Tareas del ejercicio »
1. Según el texto sobre contratación estatal, ¿qué demanda el Estado como gran demandante en el mercado? Enumera todo lo que se menciona.
2. Retoma el texto sobre contratación estatal y continúalo a partir de su última oración.

Fragmento para leer »
###
El Estado debe armonizar dos perspectivas o enfoques al planear sus negocios en desarrollo de su actividad contractual: por un lado, la garantía directa del interés general o interés público, que se podría representar en la materialización de los fines establecidos en el artículo 2 de la Constitución y el artículo 3 de la Ley 80 de 1993[2]; y, por otro lado, una adecuada gestión comercial o empresarial orientada por criterios de eficiencia y eficacia.


Aunque estas perspectivas se puedan relacionar, se trata de elementos que tienen naturalezas distintas, pues la primera constituye la finalidad a la que debe tender la actividad contractual, mientras que lo segundo constituye una orientación o mecanismo a través del cual se puede llegar a la mejor garantía del interés público. En el ámbito contractual las relaciones entre estos elementos generan una tensión y complementación constante, más fuerte que en otros ámbitos de la función administrativa. En efecto, en materia contractual, la búsqueda por una adecuada actuación gerencial y comercial llena de contenido la forma como debe actuar la Administración al estructurar sus negocios, quien opera en el mercado como un partícipe más, principalmente, como un gran demandante de bienes, obras y servicios.


Particularmente en este escrito se pretende destacar la necesidad de una adecuada gestión comercial y cómo esta debería orientar el sentido de las normas que rigen la contratación estatal, al igual que la configuración específica de cada negocio que celebra el Estado. Estas reflexiones no se dirigen exclusivamente a las entidades que tienen a cargo actividades industriales y comerciales; sino que es transversal a todas ellas.


Observado el Estado desde esta óptica, al menos como un demandante de bienes, obras y servicios, ni que decir cuando desarrolla actividades comerciales –y se reitera, concretamente en materia contractual–, debería observársele como una gran empresa, que debe emplear racionalmente sus recursos bajo criterios de eficiencia y eficacia, con la finalidad –que no se puede perder de vista– de garantizar en mejor medida el interés general; pues se trataría de una empresa a la que le es inherente una finalidad muy especial.
###
Entradas guardadas »
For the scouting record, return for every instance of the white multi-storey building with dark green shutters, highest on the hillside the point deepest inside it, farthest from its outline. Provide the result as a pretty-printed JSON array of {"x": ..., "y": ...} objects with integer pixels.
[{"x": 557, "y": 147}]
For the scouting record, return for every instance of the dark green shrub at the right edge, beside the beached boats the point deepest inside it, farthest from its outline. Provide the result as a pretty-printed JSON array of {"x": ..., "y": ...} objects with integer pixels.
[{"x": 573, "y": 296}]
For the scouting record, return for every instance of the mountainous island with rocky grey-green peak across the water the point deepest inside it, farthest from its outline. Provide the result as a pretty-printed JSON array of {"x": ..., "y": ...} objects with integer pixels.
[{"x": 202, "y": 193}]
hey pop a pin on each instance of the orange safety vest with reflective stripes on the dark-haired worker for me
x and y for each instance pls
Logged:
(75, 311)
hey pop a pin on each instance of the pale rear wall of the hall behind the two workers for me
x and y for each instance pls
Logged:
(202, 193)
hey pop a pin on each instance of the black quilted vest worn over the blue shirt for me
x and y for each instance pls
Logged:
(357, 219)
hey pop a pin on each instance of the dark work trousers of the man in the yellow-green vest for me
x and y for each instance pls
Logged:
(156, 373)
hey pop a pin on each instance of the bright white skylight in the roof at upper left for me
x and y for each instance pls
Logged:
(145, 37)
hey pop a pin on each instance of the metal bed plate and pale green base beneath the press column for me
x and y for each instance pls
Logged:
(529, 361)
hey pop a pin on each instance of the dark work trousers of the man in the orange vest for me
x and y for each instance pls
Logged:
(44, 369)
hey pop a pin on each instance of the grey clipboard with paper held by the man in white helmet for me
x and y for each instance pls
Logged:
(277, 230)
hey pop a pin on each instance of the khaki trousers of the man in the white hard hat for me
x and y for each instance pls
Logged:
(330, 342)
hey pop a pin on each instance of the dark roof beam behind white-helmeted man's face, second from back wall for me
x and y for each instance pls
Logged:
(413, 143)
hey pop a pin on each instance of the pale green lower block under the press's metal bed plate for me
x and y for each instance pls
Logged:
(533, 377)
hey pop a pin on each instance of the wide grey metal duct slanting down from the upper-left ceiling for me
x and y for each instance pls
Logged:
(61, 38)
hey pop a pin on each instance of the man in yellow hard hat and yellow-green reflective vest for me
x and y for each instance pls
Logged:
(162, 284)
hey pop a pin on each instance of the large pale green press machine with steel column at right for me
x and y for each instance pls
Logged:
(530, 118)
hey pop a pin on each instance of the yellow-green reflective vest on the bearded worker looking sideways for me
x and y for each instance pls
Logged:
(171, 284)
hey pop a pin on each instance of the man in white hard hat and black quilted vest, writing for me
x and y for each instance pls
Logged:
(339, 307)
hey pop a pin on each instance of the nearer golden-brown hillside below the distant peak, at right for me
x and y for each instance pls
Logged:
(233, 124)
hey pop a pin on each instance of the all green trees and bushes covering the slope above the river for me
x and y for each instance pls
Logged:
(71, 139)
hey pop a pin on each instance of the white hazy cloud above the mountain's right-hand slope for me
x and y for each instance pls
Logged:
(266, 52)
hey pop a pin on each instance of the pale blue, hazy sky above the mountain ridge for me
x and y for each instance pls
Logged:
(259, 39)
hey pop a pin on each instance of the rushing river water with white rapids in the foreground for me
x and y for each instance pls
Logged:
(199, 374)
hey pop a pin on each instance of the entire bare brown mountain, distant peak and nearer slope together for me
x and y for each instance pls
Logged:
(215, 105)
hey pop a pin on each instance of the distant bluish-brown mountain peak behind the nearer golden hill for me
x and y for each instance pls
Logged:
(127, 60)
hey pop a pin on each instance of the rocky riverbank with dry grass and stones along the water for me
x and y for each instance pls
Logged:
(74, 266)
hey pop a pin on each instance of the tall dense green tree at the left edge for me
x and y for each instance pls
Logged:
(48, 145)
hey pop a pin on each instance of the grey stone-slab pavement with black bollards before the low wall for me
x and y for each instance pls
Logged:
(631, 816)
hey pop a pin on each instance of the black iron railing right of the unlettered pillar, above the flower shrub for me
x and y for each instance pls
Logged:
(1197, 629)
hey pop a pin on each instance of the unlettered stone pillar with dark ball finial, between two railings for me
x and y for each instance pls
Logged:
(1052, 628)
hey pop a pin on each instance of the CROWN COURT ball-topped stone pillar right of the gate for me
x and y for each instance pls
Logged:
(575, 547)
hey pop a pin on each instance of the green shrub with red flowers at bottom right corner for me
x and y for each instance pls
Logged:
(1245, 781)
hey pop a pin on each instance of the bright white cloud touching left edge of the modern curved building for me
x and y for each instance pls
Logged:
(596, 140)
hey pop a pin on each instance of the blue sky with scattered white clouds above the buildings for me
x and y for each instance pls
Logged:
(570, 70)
###
Respuestas por tarea »
1. Bienes, obras y servicios.

2.
En este sentido, los contratos de la Administración deberían estructurarse como lo haría un buen administrador, un buen negociante, atendiendo a criterios de eficiencia y eficacia en la inversión de los recursos públicos, que son los nuestros como sociedad, y que es a través de dichos negocios como se logra que el Estado logre sus cometidos de índole social. En este sentido, la finalidad debería orientar particularmente qué contratar y la segunda perspectiva, de acuerdo con la clasificación realizada en el primer párrafo, orientaría fuertemente el cómo hacerlo.


En este sentido, se considera que el Estado debería aprender de la gestión de los particulares en cuanto a cómo celebrar buenos contratos. Por lo que, una buena orientación de la normativa que rija la contratación estatal, y que se observa en la regulación de la Ley 80 de 1993: arts. 13, 32 y 40, consiste en que el Estado, en principio, debería celebrar los contratos en la forma en que lo hace un particular, de manera que cualquier regulación que vaya en contravía de dicha orientación debería tener una justificación específica; como sucede con muchas reglas que existen actualmente en la Ley 80 y en otras leyes, que pretenden garantizar igualdad, transparencia, control de la actividad contractual, moralidad, protección de ciertos sujetos, etc., es decir, otros asuntos de gran relevancia que el Estado debe garantizar en su regulación; pero, como se indicó, dichos criterios deben ser excepcionales y tener una justificación particular.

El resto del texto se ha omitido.